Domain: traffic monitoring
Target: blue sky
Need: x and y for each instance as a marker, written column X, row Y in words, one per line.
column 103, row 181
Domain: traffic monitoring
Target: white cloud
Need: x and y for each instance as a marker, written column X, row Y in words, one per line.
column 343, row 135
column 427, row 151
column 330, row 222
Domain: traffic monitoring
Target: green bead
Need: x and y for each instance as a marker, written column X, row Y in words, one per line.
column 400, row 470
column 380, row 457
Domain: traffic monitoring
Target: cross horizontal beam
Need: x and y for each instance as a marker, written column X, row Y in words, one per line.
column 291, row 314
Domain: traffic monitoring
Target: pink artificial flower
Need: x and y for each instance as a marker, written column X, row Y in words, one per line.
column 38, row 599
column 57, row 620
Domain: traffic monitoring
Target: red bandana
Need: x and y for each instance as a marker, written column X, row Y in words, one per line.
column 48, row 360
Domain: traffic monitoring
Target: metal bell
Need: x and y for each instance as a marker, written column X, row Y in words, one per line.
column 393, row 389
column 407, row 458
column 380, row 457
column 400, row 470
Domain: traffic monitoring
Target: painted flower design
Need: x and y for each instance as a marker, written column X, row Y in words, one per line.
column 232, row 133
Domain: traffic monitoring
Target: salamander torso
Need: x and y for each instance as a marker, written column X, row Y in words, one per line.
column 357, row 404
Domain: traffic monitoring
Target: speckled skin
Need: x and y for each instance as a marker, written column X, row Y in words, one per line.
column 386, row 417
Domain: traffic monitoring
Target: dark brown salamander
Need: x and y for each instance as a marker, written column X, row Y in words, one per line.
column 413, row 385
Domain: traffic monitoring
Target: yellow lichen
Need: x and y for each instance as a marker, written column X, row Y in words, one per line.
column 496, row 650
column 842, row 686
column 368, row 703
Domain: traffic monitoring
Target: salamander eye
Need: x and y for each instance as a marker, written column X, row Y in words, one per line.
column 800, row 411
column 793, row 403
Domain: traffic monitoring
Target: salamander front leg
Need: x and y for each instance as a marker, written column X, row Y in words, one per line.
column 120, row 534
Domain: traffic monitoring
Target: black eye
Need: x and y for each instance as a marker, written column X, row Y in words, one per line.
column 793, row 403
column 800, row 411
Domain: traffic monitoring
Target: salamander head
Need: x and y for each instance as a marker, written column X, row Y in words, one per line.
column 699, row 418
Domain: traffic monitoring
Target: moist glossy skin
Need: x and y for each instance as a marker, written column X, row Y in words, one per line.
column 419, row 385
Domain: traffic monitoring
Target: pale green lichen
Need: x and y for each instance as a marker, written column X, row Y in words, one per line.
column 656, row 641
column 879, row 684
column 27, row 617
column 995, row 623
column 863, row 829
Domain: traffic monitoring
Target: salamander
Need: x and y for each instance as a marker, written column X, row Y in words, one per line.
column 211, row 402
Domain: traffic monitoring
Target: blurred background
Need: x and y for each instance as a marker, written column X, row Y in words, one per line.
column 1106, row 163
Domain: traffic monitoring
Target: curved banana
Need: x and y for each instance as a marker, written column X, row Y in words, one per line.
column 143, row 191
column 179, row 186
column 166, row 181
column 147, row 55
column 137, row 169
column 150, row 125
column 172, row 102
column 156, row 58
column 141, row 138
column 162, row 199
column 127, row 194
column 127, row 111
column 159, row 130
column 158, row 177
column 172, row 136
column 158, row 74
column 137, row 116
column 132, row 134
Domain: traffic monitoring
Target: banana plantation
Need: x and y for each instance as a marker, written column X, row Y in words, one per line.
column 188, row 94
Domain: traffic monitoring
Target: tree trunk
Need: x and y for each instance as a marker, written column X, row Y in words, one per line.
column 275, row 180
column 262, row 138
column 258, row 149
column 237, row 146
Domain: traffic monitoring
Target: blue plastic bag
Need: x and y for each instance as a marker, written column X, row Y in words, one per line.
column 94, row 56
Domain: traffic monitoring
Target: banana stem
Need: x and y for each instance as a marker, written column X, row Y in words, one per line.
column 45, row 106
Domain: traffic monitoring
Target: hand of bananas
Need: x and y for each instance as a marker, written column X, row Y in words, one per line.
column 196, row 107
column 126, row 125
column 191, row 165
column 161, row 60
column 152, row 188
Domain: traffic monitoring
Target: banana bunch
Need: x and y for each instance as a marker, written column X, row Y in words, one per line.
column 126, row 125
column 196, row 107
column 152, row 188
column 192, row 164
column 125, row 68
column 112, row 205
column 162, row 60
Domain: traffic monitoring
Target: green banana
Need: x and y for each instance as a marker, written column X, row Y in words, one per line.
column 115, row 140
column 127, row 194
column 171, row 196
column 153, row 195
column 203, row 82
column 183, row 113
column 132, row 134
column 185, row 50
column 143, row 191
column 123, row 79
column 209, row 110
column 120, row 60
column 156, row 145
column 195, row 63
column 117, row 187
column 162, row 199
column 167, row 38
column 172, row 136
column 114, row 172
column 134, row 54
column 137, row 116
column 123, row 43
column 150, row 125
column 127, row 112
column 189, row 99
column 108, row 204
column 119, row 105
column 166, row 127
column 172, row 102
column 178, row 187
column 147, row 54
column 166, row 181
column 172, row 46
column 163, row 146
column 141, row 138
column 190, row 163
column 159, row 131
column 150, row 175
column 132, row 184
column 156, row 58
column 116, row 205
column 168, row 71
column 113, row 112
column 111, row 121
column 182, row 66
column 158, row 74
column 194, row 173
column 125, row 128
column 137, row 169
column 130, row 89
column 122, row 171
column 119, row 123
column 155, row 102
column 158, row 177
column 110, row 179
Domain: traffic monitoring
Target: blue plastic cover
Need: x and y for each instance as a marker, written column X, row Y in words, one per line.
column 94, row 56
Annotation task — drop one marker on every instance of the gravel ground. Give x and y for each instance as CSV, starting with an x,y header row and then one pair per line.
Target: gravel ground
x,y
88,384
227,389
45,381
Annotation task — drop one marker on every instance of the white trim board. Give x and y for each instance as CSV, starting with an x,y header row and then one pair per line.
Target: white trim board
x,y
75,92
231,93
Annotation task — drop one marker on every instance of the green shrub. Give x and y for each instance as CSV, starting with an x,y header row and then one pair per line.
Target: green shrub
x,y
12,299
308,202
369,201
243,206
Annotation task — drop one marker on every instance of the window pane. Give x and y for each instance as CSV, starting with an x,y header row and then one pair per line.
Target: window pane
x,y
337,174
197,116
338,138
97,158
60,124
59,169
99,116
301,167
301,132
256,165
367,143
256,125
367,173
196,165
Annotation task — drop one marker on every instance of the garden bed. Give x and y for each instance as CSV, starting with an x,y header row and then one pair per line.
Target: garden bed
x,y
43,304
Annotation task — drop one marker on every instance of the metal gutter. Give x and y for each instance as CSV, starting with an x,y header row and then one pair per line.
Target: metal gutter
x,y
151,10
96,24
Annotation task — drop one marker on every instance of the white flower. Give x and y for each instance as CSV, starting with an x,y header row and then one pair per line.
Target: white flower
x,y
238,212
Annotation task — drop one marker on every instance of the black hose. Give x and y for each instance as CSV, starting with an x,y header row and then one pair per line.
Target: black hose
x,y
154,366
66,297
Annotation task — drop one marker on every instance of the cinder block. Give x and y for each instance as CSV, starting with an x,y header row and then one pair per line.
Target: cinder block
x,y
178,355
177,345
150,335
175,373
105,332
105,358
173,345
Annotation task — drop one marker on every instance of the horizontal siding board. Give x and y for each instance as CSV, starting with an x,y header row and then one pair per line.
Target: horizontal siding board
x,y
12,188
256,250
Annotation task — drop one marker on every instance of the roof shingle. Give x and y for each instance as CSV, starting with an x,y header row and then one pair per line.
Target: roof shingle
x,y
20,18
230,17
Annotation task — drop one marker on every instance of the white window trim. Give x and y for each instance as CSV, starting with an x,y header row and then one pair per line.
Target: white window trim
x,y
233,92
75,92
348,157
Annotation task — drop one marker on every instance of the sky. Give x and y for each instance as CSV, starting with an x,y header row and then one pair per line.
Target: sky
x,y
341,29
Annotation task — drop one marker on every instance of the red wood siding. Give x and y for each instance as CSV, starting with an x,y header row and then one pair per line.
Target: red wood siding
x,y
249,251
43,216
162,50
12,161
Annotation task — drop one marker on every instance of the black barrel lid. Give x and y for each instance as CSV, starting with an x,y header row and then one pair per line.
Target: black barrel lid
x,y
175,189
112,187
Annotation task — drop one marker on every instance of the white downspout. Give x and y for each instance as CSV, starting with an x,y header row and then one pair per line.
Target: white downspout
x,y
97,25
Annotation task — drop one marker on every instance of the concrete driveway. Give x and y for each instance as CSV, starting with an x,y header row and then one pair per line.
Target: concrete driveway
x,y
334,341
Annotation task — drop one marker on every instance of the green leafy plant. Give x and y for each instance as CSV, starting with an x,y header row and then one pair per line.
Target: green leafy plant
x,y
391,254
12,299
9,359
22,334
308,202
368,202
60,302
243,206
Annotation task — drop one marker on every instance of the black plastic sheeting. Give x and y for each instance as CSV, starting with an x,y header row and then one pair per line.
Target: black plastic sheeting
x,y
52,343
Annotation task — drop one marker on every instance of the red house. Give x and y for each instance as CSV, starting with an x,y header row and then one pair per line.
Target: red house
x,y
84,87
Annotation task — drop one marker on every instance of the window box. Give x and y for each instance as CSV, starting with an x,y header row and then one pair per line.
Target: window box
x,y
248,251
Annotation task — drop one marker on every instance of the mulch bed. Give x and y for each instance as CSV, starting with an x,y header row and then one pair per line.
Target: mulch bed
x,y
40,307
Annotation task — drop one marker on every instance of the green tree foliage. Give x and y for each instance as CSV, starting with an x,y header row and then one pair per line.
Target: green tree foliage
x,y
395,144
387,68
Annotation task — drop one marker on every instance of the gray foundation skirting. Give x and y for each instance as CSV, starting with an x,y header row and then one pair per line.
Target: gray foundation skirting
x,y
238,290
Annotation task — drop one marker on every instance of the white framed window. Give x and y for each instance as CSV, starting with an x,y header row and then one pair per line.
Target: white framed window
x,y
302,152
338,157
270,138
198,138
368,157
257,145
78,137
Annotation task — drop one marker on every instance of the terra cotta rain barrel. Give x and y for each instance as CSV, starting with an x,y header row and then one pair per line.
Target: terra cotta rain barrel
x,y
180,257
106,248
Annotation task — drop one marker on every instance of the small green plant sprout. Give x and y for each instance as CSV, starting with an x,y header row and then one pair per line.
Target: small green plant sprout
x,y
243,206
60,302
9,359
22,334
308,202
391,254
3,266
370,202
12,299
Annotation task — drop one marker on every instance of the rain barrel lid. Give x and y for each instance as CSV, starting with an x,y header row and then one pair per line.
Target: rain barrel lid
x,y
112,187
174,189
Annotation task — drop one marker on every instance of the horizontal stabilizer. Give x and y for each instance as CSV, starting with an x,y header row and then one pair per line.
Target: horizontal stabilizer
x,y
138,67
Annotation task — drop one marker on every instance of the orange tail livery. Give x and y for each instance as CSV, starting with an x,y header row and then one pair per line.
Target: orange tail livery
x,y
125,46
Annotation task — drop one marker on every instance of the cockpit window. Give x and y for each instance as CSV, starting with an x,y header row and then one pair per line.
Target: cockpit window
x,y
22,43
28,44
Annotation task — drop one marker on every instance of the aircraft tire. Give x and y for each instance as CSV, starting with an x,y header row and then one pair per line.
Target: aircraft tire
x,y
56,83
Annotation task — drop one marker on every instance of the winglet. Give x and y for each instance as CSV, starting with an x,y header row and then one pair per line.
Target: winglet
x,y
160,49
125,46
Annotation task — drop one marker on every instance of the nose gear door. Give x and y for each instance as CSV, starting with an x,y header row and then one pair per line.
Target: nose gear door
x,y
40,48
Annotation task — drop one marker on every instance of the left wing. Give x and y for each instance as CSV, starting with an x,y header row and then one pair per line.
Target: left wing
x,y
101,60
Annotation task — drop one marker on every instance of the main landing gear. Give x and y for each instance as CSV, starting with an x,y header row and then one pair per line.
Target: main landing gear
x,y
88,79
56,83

________________________________________

Scan the material above for the string "skin". Copy each line that holds it.

RESPONSE >>
Target: speckled skin
Target: moist glossy skin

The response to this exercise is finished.